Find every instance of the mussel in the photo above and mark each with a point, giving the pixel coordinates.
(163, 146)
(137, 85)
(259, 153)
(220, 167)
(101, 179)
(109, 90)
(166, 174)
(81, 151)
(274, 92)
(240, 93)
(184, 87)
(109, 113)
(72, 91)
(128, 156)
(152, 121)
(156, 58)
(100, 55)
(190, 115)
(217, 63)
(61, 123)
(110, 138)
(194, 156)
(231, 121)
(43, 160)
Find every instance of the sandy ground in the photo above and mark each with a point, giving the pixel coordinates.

+ + +

* [TASK GOAL] Please write out the material above again, replacing "mark each with a point" with "place a point on each" and leaving everything else unchanged.

* [SOLUTION FOR THIS EXERCISE]
Find every instance of the mussel in the photo above and place a point on each, giving the pixel coordinates.
(163, 146)
(137, 85)
(259, 153)
(220, 167)
(101, 179)
(109, 90)
(166, 174)
(81, 151)
(274, 92)
(240, 93)
(184, 87)
(109, 113)
(72, 91)
(128, 156)
(152, 121)
(156, 58)
(100, 55)
(190, 115)
(217, 63)
(61, 123)
(110, 138)
(194, 156)
(231, 121)
(43, 160)
Find every instance of the sandy ground in the photo above and place a point on each, giving the pixel coordinates.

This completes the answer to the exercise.